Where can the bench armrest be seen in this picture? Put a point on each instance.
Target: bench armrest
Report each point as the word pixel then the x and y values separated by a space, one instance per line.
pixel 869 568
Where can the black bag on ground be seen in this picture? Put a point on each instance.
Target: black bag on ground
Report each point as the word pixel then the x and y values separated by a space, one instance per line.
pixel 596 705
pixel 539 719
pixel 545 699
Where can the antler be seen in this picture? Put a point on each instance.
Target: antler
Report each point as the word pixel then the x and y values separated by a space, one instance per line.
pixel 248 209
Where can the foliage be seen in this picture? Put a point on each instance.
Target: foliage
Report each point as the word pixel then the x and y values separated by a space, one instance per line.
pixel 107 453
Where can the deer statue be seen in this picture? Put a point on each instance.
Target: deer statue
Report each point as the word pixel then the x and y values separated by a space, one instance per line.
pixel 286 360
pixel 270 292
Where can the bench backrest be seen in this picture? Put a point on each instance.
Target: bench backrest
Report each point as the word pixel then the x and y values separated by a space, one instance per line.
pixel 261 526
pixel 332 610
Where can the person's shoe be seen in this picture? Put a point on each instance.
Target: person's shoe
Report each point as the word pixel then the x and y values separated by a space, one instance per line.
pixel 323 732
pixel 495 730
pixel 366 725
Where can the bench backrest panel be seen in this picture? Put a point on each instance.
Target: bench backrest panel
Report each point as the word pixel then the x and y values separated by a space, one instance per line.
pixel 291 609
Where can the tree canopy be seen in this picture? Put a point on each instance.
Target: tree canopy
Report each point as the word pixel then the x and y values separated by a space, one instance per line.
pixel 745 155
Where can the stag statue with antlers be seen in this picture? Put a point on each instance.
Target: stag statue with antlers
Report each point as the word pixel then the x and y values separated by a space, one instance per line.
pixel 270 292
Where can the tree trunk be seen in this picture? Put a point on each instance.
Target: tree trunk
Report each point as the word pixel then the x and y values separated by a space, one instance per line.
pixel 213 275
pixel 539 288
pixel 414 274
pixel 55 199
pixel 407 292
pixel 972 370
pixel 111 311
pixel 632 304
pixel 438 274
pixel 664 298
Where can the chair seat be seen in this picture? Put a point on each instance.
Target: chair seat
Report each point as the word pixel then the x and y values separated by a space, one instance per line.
# # # # # # #
**TO DO**
Render all of the material above as a numbered list with one line per entry, omitting any blank lines.

**SOLUTION FOR THIS PROBLEM**
1. Where can the bench armrest be seen in this picture? Put a point on each instance.
2. Target: bench armrest
3. Report each point as the word pixel then the x and y values separated by a space, one instance per line.
4. pixel 869 568
5. Where can the black bag on ground be seen in this picture? Put a point on each instance.
6. Target: black bag on ground
7. Report each point as the word pixel then the x and y values separated by a space, one instance per line.
8. pixel 596 705
9. pixel 539 719
10. pixel 545 699
11. Where can the antler be seen in this picture? Put a point on each instance.
12. Target: antler
13. Report each point as the word pixel then the x and y values separated by a space, one instance per line.
14. pixel 248 209
15. Where can the foliage be seen in this picture? Put a point on each instance.
16. Target: foliage
17. Report each point as the word pixel then the x and y values separated by a space, one instance per line.
18. pixel 107 453
19. Where can the deer statue be seen in this picture? Put a point on each instance.
20. Target: deer statue
21. Report each point as the word pixel then the x and y values separated by a space, one instance per line.
22. pixel 286 360
23. pixel 270 292
24. Where can the bench backrest be seen in this picture? Put a point on each instance.
25. Target: bench backrest
26. Report each point as the word pixel then the x and y values separated by a space, one instance per line.
27. pixel 261 526
28. pixel 332 610
29. Where can the person's shoe be seen in this picture? Put a point on each instance.
30. Target: person's shoe
31. Report each point as the word pixel then the x and y values separated by a space, one instance per line.
32. pixel 323 732
33. pixel 495 730
34. pixel 366 725
35. Where can the bench backrest panel be seen in this picture? Put a point on each instance.
36. Target: bench backrest panel
37. Report each point as the word pixel then the x and y values separated by a space, one instance per line.
38. pixel 291 609
39. Where can the tree canopy be seen in this picture? Put a point on each instance.
40. Target: tree canopy
41. Report each point as the word pixel then the x and y values separated by a space, one instance per line.
42. pixel 745 155
43. Where can the stag statue with antlers be seen in this picture? Put a point on each instance.
44. Target: stag statue with antlers
45. Report each point as the word pixel then the x and y values separated by a space, one instance per line.
46. pixel 270 292
47. Where can the tree trunk be seen in this picture? Put a point on each instance.
48. Target: tree trunk
49. Report each point as the word pixel then the x and y values separated by a space, one instance per line.
50. pixel 213 275
51. pixel 539 288
52. pixel 414 274
53. pixel 55 199
54. pixel 407 292
55. pixel 972 370
56. pixel 111 311
57. pixel 632 304
58. pixel 438 274
59. pixel 664 298
60. Where can the chair seat be seen in this picture? Put a point on each instance.
61. Target: chair seat
62. Report each point as the word pixel then the x and y values separated by a space, one instance per line.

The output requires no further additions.